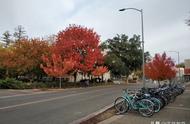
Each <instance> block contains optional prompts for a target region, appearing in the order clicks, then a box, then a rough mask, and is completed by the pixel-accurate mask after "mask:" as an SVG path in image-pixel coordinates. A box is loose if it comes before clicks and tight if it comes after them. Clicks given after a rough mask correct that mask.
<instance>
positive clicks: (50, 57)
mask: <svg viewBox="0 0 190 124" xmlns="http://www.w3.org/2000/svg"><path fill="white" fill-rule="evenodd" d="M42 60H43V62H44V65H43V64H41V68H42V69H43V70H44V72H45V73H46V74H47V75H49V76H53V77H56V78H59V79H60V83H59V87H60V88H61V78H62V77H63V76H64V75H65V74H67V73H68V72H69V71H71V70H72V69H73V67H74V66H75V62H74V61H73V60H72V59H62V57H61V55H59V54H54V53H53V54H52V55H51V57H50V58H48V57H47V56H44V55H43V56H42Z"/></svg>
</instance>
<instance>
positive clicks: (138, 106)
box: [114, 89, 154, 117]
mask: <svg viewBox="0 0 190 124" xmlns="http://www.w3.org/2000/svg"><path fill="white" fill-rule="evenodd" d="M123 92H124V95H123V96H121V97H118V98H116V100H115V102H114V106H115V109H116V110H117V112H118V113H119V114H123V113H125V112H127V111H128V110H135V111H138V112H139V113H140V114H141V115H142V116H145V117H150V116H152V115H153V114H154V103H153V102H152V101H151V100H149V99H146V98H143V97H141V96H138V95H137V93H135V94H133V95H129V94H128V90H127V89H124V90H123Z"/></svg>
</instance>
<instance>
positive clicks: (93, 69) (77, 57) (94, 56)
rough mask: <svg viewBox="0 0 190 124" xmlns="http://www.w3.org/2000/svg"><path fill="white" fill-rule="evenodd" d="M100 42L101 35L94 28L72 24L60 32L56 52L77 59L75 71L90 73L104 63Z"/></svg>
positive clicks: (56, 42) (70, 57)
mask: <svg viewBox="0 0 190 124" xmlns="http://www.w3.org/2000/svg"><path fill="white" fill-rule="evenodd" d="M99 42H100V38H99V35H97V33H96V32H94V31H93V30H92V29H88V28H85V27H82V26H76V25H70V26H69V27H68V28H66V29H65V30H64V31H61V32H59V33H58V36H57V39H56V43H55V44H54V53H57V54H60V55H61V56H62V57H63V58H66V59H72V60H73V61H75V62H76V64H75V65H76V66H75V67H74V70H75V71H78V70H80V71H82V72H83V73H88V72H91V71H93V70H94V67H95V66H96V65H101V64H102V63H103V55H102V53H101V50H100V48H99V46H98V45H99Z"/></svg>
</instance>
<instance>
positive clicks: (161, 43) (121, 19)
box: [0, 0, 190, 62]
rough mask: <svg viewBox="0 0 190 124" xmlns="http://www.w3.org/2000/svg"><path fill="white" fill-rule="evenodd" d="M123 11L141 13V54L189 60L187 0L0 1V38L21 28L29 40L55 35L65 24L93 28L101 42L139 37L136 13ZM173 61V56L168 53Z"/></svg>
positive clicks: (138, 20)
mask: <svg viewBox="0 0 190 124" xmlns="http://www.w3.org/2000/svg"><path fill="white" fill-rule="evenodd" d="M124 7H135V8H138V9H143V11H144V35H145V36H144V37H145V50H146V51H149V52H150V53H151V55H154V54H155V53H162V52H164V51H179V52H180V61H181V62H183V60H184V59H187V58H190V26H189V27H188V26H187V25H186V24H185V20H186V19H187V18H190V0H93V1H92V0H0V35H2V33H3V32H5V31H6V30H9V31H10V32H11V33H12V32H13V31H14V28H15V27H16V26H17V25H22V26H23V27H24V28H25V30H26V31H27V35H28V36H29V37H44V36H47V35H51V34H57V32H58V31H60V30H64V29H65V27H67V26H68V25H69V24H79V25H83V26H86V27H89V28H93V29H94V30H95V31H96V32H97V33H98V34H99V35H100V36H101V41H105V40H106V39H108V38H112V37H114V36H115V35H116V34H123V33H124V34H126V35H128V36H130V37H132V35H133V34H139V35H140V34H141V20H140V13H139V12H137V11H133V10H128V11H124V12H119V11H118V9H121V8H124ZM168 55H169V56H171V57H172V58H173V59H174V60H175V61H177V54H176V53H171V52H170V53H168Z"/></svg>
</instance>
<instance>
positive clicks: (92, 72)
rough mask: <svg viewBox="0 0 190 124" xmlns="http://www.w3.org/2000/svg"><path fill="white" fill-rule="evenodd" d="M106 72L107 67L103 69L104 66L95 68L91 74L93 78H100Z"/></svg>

§ **WHAT TO PRODUCE**: When the word "rough" shows up in a line of the entries, pull that line out.

§ **SOLUTION**:
Each <instance> block contains optional prompts for a target region, appearing in the order clicks, then a box, then a rough mask, and is completed by the pixel-accurate mask after "mask:" as an SVG path in image-pixel coordinates. A box is loose if it comes before clicks and tight if it comes after them. Clicks given after a rough mask correct that mask.
rough mask: <svg viewBox="0 0 190 124" xmlns="http://www.w3.org/2000/svg"><path fill="white" fill-rule="evenodd" d="M100 42L101 35L94 28L72 24L60 32L56 52L77 59L75 71L90 73L104 63Z"/></svg>
rough mask: <svg viewBox="0 0 190 124" xmlns="http://www.w3.org/2000/svg"><path fill="white" fill-rule="evenodd" d="M123 11L141 13V54L189 60L187 0L0 1V38L21 28L29 40L55 35L65 24L93 28L101 42L139 37L136 13ZM173 61V56L168 53Z"/></svg>
rough mask: <svg viewBox="0 0 190 124" xmlns="http://www.w3.org/2000/svg"><path fill="white" fill-rule="evenodd" d="M106 72L107 67L103 69L104 66L95 68L91 74L93 78H100Z"/></svg>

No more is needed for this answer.